# new to salting



## AGLawnCare (Dec 9, 2003)

I think this has been asked and answered but I could not find it so I would appreciate help. I just started salting this year and I don’t think I set enough guidelines down with the lots I’m salting. How do you know when to go out I mean if it rains and then turns real cold do you go out and salt. How much snow do you need to go out. Do you go out when it starts coming down or as soon as it sticks or what? Say you salt and then 3 inches piles up on top of the salt that you dropped do you plow then salt again? Please help.

Thanks you guys


----------



## gt_racer50 (Dec 4, 2003)

Excellant question. I have been plowing for 4 years, but just started salting this year also. I'm interested in reading some of the responses that you get.


----------



## Joe3113 (Jan 9, 2003)

In my contracts I state that salting is done at my discression and the the client can call me if he feels it is necessary. I would salt before it snows and then again after you finished plowing this give you the best chance of having a nice clean lot in the end. Keep in mind that you could be held liable for someone who slips and falls because it was not salted. You have the insurance for a reason. So use your disgresion and salt when you think it is needed. You may have to make several trips to your accounts , but in the long run it should be worth it. JMO


----------



## 4evergreenlawns (Oct 22, 2002)

There are several different Salting methods and schools of thought. 

Alway remember that salt is a De-icing agent not a Anti-icing agent. 

De-icing consist of melting ice more than anything. With this in mind as the snow and ice melt it also dilutes the effectness of the salt along with creating liquid that will refreeze. Thus the need for more than one application depending on surface temps, air temps, and water present. 

There is a benifit to salt before a snow event (Pre-Treat) but ONLY if spreading of salt later in conjuction with plowing will result in a clear lot. For example: salting during a 2"-4" snow event where temps will aid in the melting of snow and forming ice would be helpful. However, salting during a storm might not be as useful where plowing with the storm is more effect and salting heavy toward the end of the storm will best aid in the melting action leading to a clear lot. 

Salting will also aids in creating a barrier preventing snow and ice from bonding to the surface but in a steading rain and above freezing temps salt will most likely be a waste of time and material leading to no noticable effect. 

Freezing rain with below freezing temps is a totaly different situation. Salting during and after will best result in clearing the lot and lessing the chance of reforming ice and the resivaul salt continues to melt and reduce bonding.

As for non-plowable events you have to look at the trigger set in the contract and what conditions your client expect between 0 and the trigger. Weather conditions must also be taken into consideration when salting. A trace to about 2" might be total controled by multiable salt applications and med to heavy spread rates but timing is key. 

I have been salting for several years now and have increased my salting services at time has gone on. Once you start salting the liablity goes up and sometimes you have to salt more to keep on top of it reguardless of what the client want or will pay for. That is was the margins on salt are much higher and in SOME cases you WILL make more money in salting than in plowing. 

Some client ONLY want salt when they call for it. With these clients, early in the season I call them when ever I think salt might be needed and'or when I know I am going to be seriving the seasonal clients. Pretty much if my trucks are out salting I try to call the other clients. After they refuse salt several times and I have documented several attepmts to offer salt I leave it up to them to call as stated in the contract. I let them tell me, "Ron, we will call when we think we need salt". That why I feel I have made all reasonable attempts to advise the client but it was there POLICY not to salt unless THEY called for it.

Coordinate annotation rows
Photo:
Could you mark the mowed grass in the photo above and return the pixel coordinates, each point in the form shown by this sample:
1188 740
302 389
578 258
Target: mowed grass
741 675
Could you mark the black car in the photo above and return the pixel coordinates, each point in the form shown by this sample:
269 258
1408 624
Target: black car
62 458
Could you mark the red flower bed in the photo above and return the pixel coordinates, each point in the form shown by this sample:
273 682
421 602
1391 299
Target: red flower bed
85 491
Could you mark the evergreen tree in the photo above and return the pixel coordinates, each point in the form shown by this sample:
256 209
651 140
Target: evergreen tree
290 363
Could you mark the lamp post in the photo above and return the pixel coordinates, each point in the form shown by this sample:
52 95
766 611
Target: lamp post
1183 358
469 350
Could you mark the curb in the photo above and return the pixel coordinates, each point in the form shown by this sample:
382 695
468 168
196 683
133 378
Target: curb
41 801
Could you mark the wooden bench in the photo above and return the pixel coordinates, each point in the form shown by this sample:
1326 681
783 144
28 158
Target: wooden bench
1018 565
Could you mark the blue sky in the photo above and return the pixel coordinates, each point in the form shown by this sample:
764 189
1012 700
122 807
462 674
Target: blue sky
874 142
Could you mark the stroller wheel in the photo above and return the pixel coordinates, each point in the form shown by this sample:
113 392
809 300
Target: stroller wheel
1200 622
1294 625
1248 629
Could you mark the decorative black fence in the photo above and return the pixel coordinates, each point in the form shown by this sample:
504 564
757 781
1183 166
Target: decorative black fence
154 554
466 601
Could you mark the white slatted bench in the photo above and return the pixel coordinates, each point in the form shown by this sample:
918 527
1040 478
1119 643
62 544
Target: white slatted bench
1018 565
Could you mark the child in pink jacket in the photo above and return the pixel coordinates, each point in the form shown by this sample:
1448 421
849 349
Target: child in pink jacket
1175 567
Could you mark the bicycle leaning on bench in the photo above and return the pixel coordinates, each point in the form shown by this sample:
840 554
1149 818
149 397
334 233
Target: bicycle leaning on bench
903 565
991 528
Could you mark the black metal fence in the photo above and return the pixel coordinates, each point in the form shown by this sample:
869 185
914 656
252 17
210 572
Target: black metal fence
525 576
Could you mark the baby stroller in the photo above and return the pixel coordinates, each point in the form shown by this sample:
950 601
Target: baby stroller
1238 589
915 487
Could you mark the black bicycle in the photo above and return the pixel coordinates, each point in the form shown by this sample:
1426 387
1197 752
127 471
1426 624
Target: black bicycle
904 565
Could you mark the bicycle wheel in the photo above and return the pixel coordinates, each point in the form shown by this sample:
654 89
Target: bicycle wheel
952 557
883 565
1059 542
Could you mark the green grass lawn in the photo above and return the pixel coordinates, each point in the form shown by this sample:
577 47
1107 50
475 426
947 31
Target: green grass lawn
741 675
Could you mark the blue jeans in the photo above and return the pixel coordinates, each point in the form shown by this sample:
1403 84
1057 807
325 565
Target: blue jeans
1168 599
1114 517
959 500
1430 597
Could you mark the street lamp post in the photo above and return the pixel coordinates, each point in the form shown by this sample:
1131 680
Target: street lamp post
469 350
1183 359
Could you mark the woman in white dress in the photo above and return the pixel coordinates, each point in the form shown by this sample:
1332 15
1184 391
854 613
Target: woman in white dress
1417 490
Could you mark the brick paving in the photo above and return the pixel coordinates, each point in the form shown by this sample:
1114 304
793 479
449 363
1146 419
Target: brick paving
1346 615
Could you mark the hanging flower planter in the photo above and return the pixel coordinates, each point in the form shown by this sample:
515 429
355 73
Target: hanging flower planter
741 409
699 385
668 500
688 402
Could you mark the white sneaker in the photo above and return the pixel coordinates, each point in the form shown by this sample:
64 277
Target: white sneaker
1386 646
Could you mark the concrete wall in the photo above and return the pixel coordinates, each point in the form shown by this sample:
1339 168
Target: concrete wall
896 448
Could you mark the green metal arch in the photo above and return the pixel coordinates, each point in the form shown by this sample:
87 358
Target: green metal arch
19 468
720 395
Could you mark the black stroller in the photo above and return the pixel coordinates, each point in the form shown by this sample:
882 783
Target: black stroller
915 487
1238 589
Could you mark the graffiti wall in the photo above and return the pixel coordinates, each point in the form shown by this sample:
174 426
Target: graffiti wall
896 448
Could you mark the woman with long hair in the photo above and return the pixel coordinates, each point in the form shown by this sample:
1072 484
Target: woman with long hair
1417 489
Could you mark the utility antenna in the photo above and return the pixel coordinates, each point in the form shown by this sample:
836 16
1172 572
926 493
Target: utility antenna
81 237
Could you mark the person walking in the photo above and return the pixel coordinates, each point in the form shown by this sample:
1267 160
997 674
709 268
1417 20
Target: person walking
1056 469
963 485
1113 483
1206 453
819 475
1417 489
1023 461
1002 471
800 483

What you will do: Copy the salting thread between "# new to salting" and "again? Please help.", inclusive, changing "lots" to "properties". These rows have no connection to the salting thread.

Response to the task:
# new to salting



## AGLawnCare (Dec 9, 2003)

I think this has been asked and answered but I could not find it so I would appreciate help. I just started salting this year and I don’t think I set enough guidelines down with the properties I’m salting. How do you know when to go out I mean if it rains and then turns real cold do you go out and salt. How much snow do you need to go out. Do you go out when it starts coming down or as soon as it sticks or what? Say you salt and then 3 inches piles up on top of the salt that you dropped do you plow then salt again? Please help.